• _TASK TO COMPLETE_: Quote all entries exactly, leaving pictures aside.
(Beginning of EXERCISE INPUT)
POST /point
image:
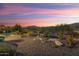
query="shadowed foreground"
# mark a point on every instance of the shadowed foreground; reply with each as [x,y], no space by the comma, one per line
[30,47]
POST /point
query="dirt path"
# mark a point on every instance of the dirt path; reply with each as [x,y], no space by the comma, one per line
[32,47]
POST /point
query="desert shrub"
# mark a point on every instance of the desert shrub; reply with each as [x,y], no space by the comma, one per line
[2,38]
[7,49]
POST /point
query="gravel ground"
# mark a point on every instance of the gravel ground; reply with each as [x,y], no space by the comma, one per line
[30,47]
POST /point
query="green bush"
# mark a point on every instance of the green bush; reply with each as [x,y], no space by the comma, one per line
[7,49]
[2,38]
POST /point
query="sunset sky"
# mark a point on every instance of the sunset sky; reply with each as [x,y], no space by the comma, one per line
[39,14]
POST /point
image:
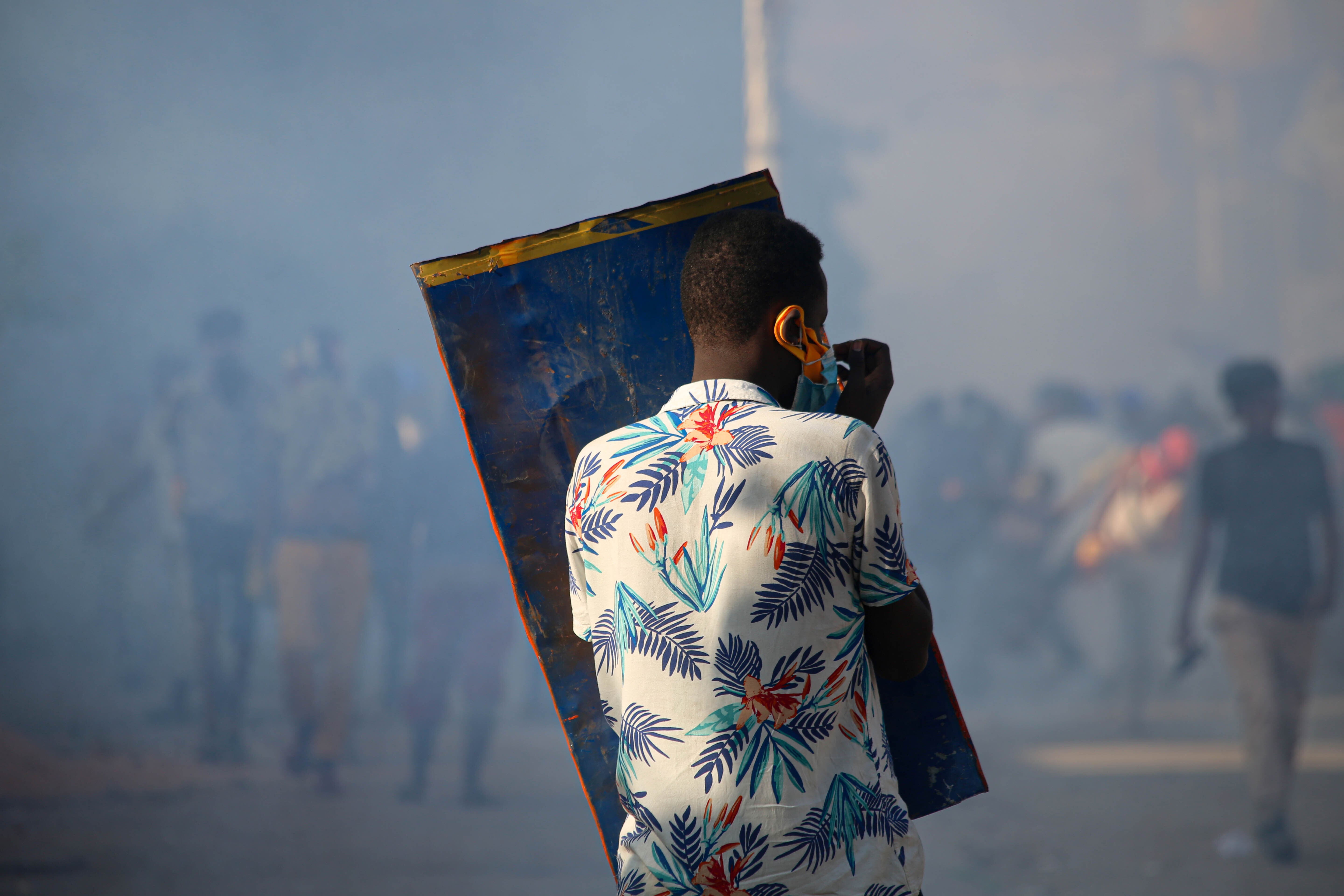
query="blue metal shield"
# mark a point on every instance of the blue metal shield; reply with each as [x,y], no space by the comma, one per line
[557,339]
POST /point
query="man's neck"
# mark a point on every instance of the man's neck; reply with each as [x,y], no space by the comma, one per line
[744,363]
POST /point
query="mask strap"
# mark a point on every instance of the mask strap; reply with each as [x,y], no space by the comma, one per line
[798,351]
[812,350]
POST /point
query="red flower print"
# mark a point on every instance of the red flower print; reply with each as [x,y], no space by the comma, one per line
[764,703]
[705,432]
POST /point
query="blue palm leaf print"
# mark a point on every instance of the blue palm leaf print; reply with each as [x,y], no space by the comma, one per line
[635,626]
[600,525]
[888,578]
[644,820]
[810,664]
[803,580]
[640,730]
[630,883]
[720,754]
[686,839]
[853,811]
[734,662]
[647,438]
[659,481]
[845,483]
[746,449]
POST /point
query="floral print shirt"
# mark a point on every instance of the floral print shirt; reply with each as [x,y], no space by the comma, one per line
[722,555]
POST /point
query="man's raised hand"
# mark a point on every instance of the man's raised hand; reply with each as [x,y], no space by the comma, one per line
[869,381]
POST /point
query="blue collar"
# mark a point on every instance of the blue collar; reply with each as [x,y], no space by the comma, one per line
[706,392]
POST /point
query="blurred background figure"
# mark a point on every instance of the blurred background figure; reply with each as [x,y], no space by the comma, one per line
[323,447]
[464,614]
[213,429]
[1267,495]
[130,495]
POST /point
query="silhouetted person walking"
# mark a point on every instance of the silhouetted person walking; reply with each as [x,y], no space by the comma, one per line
[1265,495]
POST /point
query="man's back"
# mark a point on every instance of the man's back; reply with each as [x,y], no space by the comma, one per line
[1267,492]
[722,554]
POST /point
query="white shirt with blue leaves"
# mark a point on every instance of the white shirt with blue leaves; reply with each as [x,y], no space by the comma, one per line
[722,555]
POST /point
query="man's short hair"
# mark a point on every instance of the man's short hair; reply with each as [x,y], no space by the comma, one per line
[741,261]
[221,324]
[1248,381]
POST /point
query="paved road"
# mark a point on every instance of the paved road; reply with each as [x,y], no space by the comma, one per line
[1037,833]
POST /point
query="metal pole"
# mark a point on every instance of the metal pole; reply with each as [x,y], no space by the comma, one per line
[760,112]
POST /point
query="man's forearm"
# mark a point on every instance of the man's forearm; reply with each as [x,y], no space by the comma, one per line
[898,636]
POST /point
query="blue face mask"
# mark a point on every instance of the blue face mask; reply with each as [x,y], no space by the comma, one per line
[818,389]
[819,397]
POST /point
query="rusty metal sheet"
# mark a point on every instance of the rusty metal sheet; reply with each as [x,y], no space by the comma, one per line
[556,339]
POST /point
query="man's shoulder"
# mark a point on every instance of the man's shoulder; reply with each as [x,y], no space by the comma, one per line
[826,434]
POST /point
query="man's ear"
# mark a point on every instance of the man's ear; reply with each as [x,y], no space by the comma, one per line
[792,328]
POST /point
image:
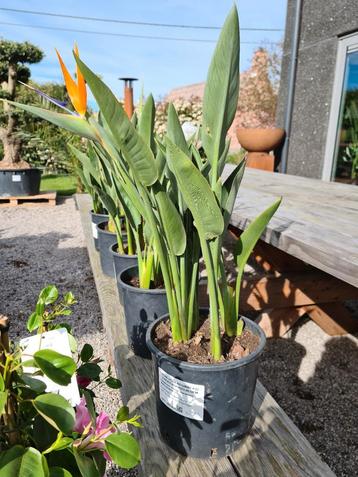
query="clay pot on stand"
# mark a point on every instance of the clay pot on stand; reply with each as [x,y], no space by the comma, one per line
[258,142]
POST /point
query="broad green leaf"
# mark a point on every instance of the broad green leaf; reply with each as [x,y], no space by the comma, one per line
[229,191]
[57,411]
[59,472]
[73,124]
[49,294]
[35,384]
[196,193]
[175,131]
[33,322]
[221,88]
[247,242]
[21,462]
[146,122]
[134,149]
[58,367]
[3,399]
[123,449]
[172,223]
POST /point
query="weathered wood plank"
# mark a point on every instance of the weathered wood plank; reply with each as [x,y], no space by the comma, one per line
[317,221]
[294,454]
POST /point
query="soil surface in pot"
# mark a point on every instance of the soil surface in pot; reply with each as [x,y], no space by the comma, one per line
[197,349]
[134,282]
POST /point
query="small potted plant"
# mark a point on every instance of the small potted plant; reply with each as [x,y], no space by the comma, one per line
[43,433]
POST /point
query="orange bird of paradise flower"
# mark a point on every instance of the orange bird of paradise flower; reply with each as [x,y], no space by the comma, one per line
[76,90]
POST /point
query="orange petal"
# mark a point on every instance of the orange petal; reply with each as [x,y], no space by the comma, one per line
[82,90]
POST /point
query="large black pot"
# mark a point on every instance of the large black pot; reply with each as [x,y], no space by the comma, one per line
[222,395]
[15,182]
[105,241]
[141,308]
[96,219]
[121,262]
(End of EXERCISE INPUT)
• _RESPONSE TO THE EXERCISE_:
POST /point
image:
query="shadowed foreground"
# mark a point on every instance of the shadowed foreground; reply with each as [x,y], no space by the comma, one per line
[30,47]
POST /point
query="dirt path"
# mark a point on every instance of the dirt path; reply with each as [x,y], no space by the comma, one per line
[32,47]
POST /point
query="desert shrub"
# mark a point on every instance of the desert shrub; reply with each as [x,y], no space by the comma, one per line
[2,38]
[7,49]
POST /point
query="gravel ground"
# mark a point on every instance of the gravel ground; reply with each as [x,y], no space by the comma, one per line
[30,47]
POST /point
query="green bush"
# mark a point on every instance of the green bush; reply with each as [x,y], no space by the comma, one per line
[7,49]
[2,38]
POST /point
query="sunset sky"
# mark a point on every instance of the sunset sky; reply with each as [x,y], no space by the comma, one per line
[39,14]
POST /point
image:
query="blue metal shield"
# mark a point on every instance of the blue metal shield; reply with each as [x,y], no space by the comma, one per line
[557,339]
POST /point
query="man's neck"
# mark a point on every instance of the man's neck; reply with each as [x,y], no space by the comma, one per line
[744,363]
POST /point
query="mask strap"
# mark a point on every instance of the mask strap; reply with each as [x,y], no space by the comma, one per line
[798,351]
[812,350]
POST /point
query="red flower print"
# mark a point on every instance of the red flower print; reply with each as [x,y], no space by the comma, one per line
[764,703]
[705,432]
POST /point
query="blue palm leaf print"
# mark a point on every instance of the blue palm leaf print; reply with each as [x,y], no space by the comma, one per line
[635,626]
[600,525]
[888,578]
[644,820]
[810,664]
[803,580]
[640,730]
[630,883]
[720,754]
[686,839]
[853,811]
[734,662]
[647,438]
[659,481]
[845,483]
[746,449]
POST /point
query="floral print shirt"
# mark a point on every instance of the floral print shirt; reply with each as [x,y], no space by the comma, one per line
[722,555]
POST /point
query="man's raised hand"
# mark a point on every instance of the man's raised hand; reply with each as [x,y], no space by the comma, one per line
[869,381]
POST /point
query="blue collar"
# mark a point on every instance of the blue collar; reply with each as [x,y], no space by the comma, one per line
[706,392]
POST /point
query="blurred background figure"
# mark a point on every instance of the blurred background figure; reply with each as [x,y], no space by the comma, one per line
[323,447]
[464,614]
[213,429]
[1267,495]
[130,495]
POST /point
query="silhouetted person walking"
# mark a point on every instance of the silhouetted person walking; reply with each as [x,y], no space by the comma, one per line
[1265,495]
POST /point
query="man's back"
# mark a point on every instance of the man's back; reply with each as [x,y], no space by the comma, one per line
[1267,492]
[722,554]
POST /point
query="white shirt with blue leaves"
# mark a point on every instance of the white shirt with blue leaves; reply with each as [x,y], no space by the comma, one per line
[722,555]
POST /point
query="man's short hair"
# mark a point on every instance of the man's short hair; reply with each as [x,y], no space by the comma, one per line
[741,261]
[221,324]
[1248,381]
POST /point
query="paved road"
# mark a point on every instance of the paved road; reply with each as [x,y], no space by the comma, one per line
[1037,833]
POST /point
query="metal pole"
# mark a point on every instance of the metal pole; reply with each as [x,y], no space by the comma, one per line
[760,112]
POST /point
query="man's forearm"
# mark a point on every instance of the man's forearm; reply with each as [x,y], no space by the comma, one per line
[898,636]
POST /point
query="blue face mask"
# mark a point on every instance of the blue face mask; reply with each as [x,y], no space by the comma, one per line
[818,389]
[819,397]
POST /point
query="rusty metal sheet"
# mark a point on every instance of the rusty metal sheet; reply with each as [x,y], no space by the comma, one per line
[556,339]
POST /point
query="man's shoulder"
# mark a point on every instance of the man's shoulder; reply with each as [x,y], no space by the comma, one per line
[826,434]
POST /point
query="man's ear"
# mark a point on every instance of the man's ear; reply with each as [x,y], no space by the comma, one per line
[792,328]
POST /point
image:
query="clay pot on stand"
# mark a point on every instance of the clay pot on stand; reply with each as [x,y], no space by the comma, one per line
[258,142]
POST /point
query="broad green leaf"
# mark a point on every instance of the broad green leaf; reply with each as [x,y], no space by the comma, one per line
[229,191]
[57,411]
[59,472]
[73,124]
[49,294]
[35,384]
[196,193]
[175,131]
[33,322]
[221,88]
[247,242]
[21,462]
[146,122]
[134,149]
[58,367]
[3,399]
[123,449]
[172,223]
POST /point
query="weathered wood plank"
# mark a point on every instance of the weathered wood plank; reply with each as [x,y], no space by the comma, one per line
[317,221]
[294,454]
POST /point
query="soil surface in pot"
# mark a point on every instance of the soil surface in pot; reply with each as [x,y], no space by the comma, one per line
[197,349]
[134,282]
POST /point
query="small potted plant"
# mark a point on every instance of the small potted plant; reply with each as [x,y], no space by the comma, one per line
[43,433]
POST /point
query="orange bird of paradise flower"
# mark a point on every instance of the orange bird of paradise flower; reply with each as [x,y], no space by the comma, one per line
[76,90]
POST /point
query="orange petal"
# mark a point on every instance of the orange petal; reply with each as [x,y], no space by the comma, one per line
[82,90]
POST /point
query="large black pot"
# mark a point on every instance of the large black pot; reply with each as [x,y], no space by the comma, one per line
[222,395]
[15,182]
[105,241]
[141,308]
[96,219]
[121,262]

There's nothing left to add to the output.